**Aim of the exercise**
Repeat verbatim the lines from the one containing "task: instance outlines" through the last line, inclusive.

[Start of Data]

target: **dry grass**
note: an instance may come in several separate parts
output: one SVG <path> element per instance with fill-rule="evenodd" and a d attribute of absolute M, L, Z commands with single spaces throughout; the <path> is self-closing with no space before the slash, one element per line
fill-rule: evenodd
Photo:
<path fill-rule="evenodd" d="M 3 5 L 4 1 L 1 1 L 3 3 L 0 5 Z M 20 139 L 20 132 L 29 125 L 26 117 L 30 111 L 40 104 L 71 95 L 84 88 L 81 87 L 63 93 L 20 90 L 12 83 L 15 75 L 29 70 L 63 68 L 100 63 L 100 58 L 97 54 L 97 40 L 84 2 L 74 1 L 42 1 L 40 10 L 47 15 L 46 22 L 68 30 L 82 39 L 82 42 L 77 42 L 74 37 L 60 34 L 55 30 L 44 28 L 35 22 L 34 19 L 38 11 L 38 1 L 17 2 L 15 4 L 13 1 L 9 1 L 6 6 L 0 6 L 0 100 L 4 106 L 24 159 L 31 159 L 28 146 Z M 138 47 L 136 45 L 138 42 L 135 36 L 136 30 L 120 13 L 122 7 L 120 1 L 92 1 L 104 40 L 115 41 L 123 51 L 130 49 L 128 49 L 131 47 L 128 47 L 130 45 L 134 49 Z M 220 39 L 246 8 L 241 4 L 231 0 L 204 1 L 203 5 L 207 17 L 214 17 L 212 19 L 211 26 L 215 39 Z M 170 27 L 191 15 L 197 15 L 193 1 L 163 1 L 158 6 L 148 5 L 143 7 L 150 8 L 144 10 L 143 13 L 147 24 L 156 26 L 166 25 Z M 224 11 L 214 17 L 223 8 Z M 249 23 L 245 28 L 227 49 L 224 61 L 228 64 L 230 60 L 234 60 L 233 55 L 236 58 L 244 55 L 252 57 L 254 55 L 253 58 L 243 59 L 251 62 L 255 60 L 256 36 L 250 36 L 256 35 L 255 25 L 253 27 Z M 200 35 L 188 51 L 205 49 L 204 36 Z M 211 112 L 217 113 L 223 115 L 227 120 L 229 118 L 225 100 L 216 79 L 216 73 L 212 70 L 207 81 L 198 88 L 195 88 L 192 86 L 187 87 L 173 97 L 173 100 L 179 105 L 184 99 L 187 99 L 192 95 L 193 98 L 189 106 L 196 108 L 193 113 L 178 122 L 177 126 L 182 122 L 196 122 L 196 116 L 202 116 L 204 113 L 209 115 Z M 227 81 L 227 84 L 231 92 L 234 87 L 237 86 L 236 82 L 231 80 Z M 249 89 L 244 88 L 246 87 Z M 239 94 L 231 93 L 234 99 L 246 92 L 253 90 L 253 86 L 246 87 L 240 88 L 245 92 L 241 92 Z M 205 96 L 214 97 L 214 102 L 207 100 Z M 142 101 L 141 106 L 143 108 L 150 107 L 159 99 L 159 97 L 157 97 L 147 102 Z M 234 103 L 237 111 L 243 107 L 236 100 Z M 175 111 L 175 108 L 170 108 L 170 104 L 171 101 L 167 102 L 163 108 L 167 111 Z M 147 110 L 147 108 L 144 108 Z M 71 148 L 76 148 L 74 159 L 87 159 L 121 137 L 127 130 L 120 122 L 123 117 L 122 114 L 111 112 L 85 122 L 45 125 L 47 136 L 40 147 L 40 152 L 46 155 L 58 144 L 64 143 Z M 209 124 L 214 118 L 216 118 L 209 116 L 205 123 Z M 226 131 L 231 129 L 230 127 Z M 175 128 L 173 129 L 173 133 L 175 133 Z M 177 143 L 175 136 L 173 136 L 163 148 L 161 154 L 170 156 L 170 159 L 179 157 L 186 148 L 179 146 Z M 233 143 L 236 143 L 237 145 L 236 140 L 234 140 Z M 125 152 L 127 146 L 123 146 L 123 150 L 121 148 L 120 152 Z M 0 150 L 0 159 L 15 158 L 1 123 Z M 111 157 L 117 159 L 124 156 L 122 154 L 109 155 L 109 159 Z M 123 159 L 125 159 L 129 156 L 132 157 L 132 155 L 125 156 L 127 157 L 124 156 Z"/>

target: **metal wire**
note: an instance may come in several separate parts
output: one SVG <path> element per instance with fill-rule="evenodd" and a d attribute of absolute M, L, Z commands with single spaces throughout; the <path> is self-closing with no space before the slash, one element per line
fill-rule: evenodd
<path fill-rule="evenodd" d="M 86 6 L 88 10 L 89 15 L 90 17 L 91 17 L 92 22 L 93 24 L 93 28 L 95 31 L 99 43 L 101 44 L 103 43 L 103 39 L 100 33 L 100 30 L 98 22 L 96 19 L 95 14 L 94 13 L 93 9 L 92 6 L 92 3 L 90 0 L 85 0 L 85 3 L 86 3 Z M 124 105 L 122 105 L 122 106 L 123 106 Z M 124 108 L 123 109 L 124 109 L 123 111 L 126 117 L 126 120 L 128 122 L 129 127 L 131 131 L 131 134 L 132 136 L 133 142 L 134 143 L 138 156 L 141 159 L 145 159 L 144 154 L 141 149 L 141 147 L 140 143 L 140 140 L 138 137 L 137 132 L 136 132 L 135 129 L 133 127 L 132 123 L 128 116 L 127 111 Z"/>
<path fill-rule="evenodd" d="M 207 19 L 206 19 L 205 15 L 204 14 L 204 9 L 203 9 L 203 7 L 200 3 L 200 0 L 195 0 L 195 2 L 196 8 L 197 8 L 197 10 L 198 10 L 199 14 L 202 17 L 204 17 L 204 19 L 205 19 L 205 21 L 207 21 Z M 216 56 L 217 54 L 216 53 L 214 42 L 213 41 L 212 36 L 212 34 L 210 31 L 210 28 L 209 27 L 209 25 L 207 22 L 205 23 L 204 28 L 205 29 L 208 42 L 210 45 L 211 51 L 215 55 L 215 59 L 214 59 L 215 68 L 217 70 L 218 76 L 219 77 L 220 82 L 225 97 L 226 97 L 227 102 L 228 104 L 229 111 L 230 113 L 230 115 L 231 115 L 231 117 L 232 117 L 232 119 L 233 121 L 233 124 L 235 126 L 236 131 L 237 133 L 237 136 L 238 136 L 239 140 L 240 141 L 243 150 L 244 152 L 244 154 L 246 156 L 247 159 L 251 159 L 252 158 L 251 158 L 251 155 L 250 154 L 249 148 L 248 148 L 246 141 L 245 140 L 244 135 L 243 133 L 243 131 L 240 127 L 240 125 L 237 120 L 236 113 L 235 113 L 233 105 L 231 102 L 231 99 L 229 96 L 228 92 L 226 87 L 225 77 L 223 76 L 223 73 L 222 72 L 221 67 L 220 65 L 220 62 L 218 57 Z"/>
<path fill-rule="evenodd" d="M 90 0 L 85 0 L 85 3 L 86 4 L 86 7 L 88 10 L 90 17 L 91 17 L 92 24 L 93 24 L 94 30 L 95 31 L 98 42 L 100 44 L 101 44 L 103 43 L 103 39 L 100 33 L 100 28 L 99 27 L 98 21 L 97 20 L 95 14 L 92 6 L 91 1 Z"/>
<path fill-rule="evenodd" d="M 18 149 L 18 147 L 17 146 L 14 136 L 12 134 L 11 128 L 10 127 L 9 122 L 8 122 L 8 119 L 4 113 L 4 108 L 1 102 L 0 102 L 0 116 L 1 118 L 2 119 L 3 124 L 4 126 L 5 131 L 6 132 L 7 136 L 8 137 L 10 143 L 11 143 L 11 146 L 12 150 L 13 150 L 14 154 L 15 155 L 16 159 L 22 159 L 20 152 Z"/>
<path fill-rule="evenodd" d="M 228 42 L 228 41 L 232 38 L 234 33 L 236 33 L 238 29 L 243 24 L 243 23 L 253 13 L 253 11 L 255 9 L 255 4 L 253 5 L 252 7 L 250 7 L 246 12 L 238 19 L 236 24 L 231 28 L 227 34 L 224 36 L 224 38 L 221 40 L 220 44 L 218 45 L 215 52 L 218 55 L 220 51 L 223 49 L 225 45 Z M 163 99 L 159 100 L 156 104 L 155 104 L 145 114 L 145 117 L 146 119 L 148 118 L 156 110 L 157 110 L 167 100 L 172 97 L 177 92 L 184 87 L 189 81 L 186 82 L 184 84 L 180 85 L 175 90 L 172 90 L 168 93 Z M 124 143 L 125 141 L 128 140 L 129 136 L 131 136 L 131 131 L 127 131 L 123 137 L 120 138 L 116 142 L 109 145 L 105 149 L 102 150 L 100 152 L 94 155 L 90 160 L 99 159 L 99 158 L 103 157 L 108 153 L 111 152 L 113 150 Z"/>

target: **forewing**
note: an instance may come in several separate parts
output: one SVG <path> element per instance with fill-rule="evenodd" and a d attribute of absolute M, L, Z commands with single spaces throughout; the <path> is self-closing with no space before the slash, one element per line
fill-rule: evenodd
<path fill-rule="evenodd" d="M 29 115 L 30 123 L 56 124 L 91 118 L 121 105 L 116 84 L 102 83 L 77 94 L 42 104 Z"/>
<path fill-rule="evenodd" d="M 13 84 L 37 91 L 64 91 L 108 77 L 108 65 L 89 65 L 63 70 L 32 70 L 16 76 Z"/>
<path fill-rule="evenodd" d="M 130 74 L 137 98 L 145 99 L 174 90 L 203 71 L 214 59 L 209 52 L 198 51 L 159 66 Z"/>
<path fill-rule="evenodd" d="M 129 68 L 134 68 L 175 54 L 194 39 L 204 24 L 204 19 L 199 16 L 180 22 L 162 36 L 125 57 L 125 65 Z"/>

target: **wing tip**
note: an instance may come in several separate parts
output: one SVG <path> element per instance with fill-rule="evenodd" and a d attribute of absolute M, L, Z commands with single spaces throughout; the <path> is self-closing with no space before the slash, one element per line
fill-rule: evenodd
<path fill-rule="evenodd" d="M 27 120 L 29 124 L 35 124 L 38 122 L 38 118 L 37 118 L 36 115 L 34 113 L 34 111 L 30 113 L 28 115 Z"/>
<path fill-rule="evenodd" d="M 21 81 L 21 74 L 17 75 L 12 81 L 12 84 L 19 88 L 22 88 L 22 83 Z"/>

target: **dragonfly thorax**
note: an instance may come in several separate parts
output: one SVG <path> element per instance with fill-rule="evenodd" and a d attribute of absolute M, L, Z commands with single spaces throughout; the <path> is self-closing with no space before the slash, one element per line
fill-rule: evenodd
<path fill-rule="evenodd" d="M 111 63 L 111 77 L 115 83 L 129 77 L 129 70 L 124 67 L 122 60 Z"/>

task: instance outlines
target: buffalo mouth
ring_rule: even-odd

[End of Data]

**Task solution**
task: instance outlines
target: buffalo mouth
ring_rule: even-odd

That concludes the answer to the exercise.